▶ **DATA**
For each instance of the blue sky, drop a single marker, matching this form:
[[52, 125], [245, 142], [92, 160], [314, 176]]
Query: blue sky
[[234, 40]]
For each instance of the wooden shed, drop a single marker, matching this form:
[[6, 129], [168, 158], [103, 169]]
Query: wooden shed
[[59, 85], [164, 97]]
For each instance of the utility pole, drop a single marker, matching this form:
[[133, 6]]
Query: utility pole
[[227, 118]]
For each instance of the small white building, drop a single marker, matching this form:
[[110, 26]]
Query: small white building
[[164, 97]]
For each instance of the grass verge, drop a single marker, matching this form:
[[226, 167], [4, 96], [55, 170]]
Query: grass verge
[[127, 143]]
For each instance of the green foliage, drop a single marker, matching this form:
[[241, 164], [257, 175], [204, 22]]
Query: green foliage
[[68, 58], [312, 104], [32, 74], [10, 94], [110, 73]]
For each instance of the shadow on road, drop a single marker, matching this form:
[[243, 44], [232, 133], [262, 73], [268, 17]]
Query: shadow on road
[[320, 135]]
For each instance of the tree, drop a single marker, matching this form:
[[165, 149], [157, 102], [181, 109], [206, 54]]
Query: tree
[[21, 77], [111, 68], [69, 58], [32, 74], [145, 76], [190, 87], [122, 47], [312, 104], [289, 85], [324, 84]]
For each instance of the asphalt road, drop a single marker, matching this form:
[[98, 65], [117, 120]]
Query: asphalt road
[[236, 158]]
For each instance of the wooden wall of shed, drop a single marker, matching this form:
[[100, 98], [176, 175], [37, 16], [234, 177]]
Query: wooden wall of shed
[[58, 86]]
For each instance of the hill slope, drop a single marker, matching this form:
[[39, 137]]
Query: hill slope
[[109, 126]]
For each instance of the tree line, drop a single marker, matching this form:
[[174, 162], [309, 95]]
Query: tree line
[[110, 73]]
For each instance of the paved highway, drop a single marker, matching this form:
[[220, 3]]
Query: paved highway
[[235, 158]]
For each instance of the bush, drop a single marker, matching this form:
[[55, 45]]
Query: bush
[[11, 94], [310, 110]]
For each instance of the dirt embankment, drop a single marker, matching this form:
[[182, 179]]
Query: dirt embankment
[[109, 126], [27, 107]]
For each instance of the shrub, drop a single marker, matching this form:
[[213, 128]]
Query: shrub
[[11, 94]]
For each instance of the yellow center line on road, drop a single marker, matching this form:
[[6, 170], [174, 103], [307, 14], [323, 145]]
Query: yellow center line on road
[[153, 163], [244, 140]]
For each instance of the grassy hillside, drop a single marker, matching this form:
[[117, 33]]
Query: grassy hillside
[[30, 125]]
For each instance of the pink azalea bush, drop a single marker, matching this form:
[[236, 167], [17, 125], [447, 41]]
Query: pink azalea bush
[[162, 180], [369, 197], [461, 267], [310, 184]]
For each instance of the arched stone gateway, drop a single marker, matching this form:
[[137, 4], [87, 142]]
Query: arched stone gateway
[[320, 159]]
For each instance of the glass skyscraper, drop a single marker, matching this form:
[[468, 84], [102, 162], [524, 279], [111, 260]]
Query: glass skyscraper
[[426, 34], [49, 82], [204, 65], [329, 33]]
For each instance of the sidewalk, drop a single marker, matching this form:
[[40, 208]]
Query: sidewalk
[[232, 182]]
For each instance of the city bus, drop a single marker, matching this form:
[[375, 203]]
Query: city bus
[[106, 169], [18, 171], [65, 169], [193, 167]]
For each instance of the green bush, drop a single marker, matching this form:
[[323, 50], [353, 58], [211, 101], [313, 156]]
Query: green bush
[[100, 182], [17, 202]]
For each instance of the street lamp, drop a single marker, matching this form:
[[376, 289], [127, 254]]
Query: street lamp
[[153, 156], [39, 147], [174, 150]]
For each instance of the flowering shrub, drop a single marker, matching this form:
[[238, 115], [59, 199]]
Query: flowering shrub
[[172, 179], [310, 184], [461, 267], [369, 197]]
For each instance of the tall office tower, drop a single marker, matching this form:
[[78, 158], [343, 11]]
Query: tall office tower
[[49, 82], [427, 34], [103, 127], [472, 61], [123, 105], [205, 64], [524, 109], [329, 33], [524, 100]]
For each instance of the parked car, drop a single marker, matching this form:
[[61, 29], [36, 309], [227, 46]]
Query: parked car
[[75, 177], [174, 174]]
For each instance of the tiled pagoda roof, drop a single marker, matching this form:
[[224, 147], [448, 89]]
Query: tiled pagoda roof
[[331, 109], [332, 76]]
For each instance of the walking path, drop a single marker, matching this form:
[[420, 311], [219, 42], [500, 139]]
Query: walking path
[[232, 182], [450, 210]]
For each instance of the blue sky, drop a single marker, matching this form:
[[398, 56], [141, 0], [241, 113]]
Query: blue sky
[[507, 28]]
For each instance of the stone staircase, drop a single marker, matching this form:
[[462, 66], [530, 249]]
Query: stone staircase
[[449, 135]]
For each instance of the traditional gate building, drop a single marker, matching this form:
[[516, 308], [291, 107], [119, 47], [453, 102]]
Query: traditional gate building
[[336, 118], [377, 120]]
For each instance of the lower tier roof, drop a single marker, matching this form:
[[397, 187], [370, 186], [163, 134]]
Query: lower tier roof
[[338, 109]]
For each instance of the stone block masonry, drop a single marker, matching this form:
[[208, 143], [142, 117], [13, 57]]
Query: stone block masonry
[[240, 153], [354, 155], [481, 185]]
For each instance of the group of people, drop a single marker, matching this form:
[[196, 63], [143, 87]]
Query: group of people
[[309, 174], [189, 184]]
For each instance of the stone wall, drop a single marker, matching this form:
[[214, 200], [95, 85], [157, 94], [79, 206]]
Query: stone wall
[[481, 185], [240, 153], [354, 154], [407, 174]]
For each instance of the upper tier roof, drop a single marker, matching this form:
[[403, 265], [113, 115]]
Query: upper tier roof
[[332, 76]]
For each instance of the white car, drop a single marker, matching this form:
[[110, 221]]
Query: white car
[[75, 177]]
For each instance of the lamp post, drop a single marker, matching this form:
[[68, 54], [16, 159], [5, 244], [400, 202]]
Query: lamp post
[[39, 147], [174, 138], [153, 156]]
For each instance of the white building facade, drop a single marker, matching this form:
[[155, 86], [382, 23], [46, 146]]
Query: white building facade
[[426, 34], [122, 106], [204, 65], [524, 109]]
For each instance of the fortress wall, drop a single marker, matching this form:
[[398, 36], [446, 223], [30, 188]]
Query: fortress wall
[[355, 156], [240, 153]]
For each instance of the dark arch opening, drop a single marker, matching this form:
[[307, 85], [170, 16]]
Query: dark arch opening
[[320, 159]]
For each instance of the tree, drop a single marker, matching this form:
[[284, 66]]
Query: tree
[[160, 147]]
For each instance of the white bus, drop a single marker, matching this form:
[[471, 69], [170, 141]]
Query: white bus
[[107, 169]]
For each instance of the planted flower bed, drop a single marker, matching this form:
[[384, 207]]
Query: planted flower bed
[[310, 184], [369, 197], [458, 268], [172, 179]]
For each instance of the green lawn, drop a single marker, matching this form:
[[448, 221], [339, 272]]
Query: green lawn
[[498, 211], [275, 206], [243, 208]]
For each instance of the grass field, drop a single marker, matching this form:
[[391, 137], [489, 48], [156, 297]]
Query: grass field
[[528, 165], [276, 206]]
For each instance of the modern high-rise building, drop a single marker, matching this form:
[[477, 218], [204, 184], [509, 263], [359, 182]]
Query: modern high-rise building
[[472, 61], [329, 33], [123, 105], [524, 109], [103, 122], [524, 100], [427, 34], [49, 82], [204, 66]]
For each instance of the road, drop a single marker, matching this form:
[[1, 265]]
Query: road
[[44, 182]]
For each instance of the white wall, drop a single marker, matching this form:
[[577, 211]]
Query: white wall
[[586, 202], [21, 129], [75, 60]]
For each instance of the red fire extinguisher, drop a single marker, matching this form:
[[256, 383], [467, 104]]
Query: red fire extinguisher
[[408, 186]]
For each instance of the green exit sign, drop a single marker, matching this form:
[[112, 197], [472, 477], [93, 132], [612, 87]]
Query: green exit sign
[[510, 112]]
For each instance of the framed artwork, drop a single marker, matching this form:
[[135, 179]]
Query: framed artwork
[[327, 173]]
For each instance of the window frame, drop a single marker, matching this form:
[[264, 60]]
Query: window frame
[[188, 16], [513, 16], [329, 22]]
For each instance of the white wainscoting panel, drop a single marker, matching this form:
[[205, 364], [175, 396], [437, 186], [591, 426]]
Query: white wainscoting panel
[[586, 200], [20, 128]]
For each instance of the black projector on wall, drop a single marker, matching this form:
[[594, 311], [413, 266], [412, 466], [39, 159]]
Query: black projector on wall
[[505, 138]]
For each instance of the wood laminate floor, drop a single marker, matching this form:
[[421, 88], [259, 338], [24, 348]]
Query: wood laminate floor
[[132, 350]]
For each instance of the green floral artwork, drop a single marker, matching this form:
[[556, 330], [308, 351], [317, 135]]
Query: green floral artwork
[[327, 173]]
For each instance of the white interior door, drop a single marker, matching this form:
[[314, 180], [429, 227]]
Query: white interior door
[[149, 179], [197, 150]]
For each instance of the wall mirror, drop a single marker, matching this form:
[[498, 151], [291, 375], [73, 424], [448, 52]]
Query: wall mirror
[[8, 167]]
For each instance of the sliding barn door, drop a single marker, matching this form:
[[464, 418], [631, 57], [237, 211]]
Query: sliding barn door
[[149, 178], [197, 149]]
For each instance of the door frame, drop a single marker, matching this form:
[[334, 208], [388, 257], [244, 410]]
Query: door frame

▶ **WHAT IS REQUIRED**
In the data above, find the line that contains "[[314, 180], [429, 227]]" and the line that contains "[[334, 208], [388, 257], [244, 410]]". Repeat exactly those lines and every line between them, and only those.

▶ **ANSWER BELOW**
[[314, 180], [429, 227]]
Query: white interior door
[[149, 179], [197, 150]]
For each instance of the wall mirror, drop a single marker, matching this form:
[[498, 151], [291, 375], [73, 424], [448, 52]]
Query: wall mirror
[[8, 167]]
For each instance of the sliding barn door, drop a single marker, matching this form:
[[464, 418], [631, 57], [237, 211]]
Query: sliding barn door
[[149, 178], [197, 149]]
For each instance of the door frame, drop a single marker, matching this form:
[[334, 208], [388, 257], [244, 410]]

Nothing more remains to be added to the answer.